Data records ::

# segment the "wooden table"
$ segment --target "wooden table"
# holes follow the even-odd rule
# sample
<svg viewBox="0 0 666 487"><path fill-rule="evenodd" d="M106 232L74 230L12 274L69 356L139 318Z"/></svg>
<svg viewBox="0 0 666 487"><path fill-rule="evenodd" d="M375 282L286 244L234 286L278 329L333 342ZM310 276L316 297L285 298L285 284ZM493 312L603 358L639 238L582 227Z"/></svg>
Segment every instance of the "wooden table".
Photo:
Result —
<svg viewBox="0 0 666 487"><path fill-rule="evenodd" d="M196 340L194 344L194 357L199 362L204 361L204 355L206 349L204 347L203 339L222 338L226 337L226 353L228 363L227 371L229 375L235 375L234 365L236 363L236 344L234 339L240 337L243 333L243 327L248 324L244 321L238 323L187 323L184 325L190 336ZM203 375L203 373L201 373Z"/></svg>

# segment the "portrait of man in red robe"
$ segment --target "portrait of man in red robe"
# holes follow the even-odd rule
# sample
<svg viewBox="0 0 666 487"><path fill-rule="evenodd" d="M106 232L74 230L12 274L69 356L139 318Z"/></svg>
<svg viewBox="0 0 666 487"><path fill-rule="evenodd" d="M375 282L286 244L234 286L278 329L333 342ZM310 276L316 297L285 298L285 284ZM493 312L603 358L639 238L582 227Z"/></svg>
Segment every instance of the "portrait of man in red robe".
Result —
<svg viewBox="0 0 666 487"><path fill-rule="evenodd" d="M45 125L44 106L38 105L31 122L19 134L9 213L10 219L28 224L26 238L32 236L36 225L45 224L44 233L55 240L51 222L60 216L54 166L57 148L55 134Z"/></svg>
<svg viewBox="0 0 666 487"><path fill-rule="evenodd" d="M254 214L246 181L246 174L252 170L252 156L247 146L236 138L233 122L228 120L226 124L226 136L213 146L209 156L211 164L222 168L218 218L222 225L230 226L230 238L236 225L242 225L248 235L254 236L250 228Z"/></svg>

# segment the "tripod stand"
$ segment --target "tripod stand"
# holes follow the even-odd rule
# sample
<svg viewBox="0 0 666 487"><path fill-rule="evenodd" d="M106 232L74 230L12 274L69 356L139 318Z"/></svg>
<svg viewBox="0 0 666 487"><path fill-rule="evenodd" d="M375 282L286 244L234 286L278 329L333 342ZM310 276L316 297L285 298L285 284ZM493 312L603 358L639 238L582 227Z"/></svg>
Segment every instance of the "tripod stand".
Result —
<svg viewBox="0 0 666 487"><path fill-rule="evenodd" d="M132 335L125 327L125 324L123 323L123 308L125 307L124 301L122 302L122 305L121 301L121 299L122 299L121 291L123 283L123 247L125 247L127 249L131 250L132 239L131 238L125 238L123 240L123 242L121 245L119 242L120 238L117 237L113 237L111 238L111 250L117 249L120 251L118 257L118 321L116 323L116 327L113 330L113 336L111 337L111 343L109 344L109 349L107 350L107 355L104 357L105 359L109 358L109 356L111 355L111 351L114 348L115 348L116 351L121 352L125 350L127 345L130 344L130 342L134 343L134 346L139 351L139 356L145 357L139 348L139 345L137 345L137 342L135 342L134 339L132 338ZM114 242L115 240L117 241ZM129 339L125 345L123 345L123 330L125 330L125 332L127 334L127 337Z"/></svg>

Task prompt :: Can you rewrite the items above with every "Result" changed to "Mask" and everything else left unchanged?

Finished task ::
# segment the "wooden table"
$ segment --target "wooden table"
# holes follow the even-odd rule
# sample
<svg viewBox="0 0 666 487"><path fill-rule="evenodd" d="M106 232L74 230L12 274L69 356L139 318Z"/></svg>
<svg viewBox="0 0 666 487"><path fill-rule="evenodd" d="M375 282L286 244L234 286L278 329L333 342ZM310 276L316 297L285 298L285 284ZM493 312L603 358L639 238L582 227Z"/></svg>
Segment every instance of the "wooden table".
Photo:
Mask —
<svg viewBox="0 0 666 487"><path fill-rule="evenodd" d="M196 340L194 344L194 357L199 362L204 361L204 355L206 349L204 347L203 339L222 338L226 337L226 353L228 363L227 371L229 375L235 375L234 365L236 363L236 344L234 339L240 337L243 333L243 327L248 324L244 321L238 323L187 323L184 325L190 336ZM203 375L203 373L201 373Z"/></svg>

# segment the "portrait of man in red robe"
$ segment --target "portrait of man in red robe"
# holes follow the even-odd rule
# sample
<svg viewBox="0 0 666 487"><path fill-rule="evenodd" d="M106 232L74 230L12 274L69 356L139 318Z"/></svg>
<svg viewBox="0 0 666 487"><path fill-rule="evenodd" d="M375 282L286 244L234 286L278 329L333 342ZM310 276L316 297L285 298L285 284ZM493 312L603 358L639 238L582 227Z"/></svg>
Segment every instance of the "portrait of man in red robe".
Mask —
<svg viewBox="0 0 666 487"><path fill-rule="evenodd" d="M45 125L44 106L38 105L31 122L19 134L9 213L10 219L28 224L26 238L32 236L36 225L45 224L44 233L55 240L51 222L60 216L54 166L57 148L55 134Z"/></svg>
<svg viewBox="0 0 666 487"><path fill-rule="evenodd" d="M254 214L246 181L246 174L252 170L252 156L247 146L236 138L233 122L228 120L226 124L226 136L213 146L209 156L211 164L222 168L218 218L222 225L230 226L230 238L236 225L242 225L248 235L254 236L250 228Z"/></svg>

# segment the "tripod stand"
$ segment --target "tripod stand"
# holes follow the even-odd rule
# sample
<svg viewBox="0 0 666 487"><path fill-rule="evenodd" d="M106 232L74 230L12 274L69 356L139 318Z"/></svg>
<svg viewBox="0 0 666 487"><path fill-rule="evenodd" d="M375 282L286 244L234 286L278 329L333 342ZM310 276L316 297L285 298L285 284ZM493 312L603 358L639 238L582 227Z"/></svg>
Segment every instance of the "tripod stand".
Mask —
<svg viewBox="0 0 666 487"><path fill-rule="evenodd" d="M132 335L125 327L125 324L123 323L123 308L125 307L124 301L122 302L122 305L121 301L121 299L122 299L121 291L123 283L123 247L125 247L127 249L131 250L132 239L131 238L125 238L123 240L123 242L121 245L119 242L120 238L117 237L113 237L111 238L111 250L117 249L120 251L118 257L118 321L116 323L116 327L113 330L113 336L111 337L111 343L109 344L109 349L107 350L107 355L104 357L105 359L109 358L109 356L111 355L111 351L114 348L115 348L116 351L121 352L125 350L127 345L130 344L130 342L134 343L134 346L139 351L139 356L145 357L139 348L139 345L137 345L137 342L135 342L134 339L132 338ZM114 242L115 240L117 241ZM129 339L125 345L123 345L123 330L125 330L125 332L127 334L127 337Z"/></svg>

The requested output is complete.